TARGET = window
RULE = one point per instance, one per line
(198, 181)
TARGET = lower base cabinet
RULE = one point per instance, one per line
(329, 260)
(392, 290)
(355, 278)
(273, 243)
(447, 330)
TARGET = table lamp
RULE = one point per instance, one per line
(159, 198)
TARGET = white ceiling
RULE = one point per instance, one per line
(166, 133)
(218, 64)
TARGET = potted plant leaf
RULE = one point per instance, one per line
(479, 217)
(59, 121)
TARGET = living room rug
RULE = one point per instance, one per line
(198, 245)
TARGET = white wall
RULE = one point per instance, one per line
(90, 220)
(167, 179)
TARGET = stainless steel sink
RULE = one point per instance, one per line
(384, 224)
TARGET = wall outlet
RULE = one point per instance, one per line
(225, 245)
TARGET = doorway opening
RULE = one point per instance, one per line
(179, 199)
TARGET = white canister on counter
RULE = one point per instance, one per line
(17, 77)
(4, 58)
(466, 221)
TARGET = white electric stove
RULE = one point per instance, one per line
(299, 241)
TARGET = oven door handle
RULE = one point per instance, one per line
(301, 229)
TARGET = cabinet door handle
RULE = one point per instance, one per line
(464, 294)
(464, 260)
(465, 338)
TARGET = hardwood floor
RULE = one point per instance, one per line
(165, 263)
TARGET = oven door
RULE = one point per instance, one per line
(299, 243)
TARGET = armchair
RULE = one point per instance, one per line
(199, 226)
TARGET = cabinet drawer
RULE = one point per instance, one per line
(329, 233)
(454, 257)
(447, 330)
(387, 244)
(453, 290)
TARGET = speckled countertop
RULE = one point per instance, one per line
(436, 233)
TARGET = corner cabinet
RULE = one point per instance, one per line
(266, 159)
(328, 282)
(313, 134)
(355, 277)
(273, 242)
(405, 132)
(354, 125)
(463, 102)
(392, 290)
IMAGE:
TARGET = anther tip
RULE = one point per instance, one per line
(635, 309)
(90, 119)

• • • • •

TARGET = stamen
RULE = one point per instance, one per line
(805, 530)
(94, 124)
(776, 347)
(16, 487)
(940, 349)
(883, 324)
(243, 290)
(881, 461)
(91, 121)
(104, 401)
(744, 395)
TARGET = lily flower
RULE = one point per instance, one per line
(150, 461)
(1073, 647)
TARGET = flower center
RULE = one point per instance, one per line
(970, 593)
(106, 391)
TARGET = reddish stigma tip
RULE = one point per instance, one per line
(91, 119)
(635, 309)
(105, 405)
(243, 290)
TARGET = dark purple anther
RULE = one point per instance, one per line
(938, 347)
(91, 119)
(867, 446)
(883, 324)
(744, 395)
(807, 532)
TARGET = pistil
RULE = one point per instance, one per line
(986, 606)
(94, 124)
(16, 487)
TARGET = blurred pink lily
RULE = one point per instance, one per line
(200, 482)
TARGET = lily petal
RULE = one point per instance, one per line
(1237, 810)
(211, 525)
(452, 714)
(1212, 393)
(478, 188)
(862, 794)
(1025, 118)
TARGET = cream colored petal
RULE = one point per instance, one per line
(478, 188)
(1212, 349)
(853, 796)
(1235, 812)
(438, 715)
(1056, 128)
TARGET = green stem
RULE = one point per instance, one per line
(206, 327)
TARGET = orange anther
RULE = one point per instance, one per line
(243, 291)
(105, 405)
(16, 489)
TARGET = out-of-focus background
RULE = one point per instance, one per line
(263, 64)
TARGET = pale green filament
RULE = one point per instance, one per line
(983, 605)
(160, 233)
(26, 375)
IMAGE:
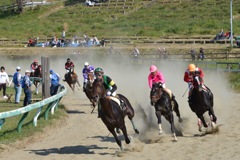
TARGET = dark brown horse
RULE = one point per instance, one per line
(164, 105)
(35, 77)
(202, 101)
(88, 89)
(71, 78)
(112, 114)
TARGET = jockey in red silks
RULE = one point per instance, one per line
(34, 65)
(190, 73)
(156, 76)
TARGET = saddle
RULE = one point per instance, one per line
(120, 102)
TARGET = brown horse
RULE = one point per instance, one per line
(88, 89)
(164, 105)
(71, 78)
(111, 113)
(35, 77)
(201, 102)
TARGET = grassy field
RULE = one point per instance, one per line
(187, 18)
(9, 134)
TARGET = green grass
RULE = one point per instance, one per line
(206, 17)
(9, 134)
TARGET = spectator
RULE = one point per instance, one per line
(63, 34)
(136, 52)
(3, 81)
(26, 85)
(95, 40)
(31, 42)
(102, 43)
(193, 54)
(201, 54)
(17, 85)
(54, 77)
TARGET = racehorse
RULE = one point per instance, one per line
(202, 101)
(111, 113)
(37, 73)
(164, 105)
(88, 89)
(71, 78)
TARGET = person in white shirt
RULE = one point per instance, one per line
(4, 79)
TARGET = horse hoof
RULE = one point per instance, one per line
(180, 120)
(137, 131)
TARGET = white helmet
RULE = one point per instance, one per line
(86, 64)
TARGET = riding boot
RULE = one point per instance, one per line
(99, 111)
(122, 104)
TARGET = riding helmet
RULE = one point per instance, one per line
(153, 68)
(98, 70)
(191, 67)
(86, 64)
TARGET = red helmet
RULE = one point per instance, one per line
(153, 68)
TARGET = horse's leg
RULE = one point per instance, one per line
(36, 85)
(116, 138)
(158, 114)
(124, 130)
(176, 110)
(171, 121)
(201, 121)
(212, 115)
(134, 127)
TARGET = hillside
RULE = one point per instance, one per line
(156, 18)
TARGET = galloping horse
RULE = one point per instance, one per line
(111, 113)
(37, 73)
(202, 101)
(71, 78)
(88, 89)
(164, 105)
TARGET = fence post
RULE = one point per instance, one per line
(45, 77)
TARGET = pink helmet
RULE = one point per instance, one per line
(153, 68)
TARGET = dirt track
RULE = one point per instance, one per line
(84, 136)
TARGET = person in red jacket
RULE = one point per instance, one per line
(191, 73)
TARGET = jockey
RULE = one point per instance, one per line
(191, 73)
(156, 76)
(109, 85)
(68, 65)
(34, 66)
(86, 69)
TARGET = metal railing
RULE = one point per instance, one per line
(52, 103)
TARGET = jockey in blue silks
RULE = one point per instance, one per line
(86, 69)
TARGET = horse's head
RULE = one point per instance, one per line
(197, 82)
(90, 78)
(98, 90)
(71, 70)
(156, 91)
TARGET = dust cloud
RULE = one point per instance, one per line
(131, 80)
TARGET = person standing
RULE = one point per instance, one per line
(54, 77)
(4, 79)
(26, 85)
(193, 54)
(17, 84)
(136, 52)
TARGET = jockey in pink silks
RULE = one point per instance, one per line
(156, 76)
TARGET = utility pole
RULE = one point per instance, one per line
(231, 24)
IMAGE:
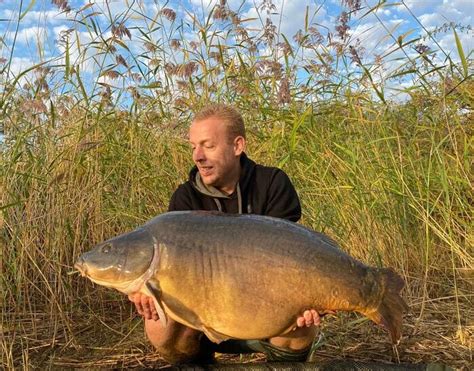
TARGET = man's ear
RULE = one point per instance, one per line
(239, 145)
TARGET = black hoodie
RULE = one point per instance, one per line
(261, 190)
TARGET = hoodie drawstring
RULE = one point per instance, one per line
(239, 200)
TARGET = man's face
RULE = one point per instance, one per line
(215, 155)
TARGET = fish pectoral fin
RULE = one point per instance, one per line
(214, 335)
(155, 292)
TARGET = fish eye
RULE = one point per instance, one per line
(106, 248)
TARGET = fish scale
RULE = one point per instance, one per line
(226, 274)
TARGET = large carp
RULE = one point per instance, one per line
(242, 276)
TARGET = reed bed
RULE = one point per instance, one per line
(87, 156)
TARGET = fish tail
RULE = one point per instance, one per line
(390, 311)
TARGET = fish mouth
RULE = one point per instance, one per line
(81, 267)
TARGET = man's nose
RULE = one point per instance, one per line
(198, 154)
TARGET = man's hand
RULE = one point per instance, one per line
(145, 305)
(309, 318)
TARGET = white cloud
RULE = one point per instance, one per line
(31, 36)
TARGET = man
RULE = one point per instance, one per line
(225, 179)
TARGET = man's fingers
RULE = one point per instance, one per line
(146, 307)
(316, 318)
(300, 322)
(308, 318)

• • • • •

**EXERCISE REQUIREMENTS**
Reproduce the entries above exactly, but only the lines between the line holding "TARGET = stamen" and the line holding "TARGET = dark purple anther", inclusive.

**ANSWER SECTION**
TARGET = stamen
RULE = one point per instance, one per line
(805, 530)
(94, 124)
(776, 347)
(16, 487)
(940, 349)
(883, 324)
(243, 290)
(881, 461)
(91, 121)
(104, 401)
(744, 395)
TARGET = lily flower
RULE = one point per instance, one per line
(150, 461)
(1073, 647)
TARGET = flower center
RULE = one point per instance, one per line
(970, 593)
(106, 391)
TARGET = reddish stigma tip
RULE = one point per instance, one per line
(91, 119)
(635, 309)
(105, 405)
(243, 290)
TARGET = dark purple anther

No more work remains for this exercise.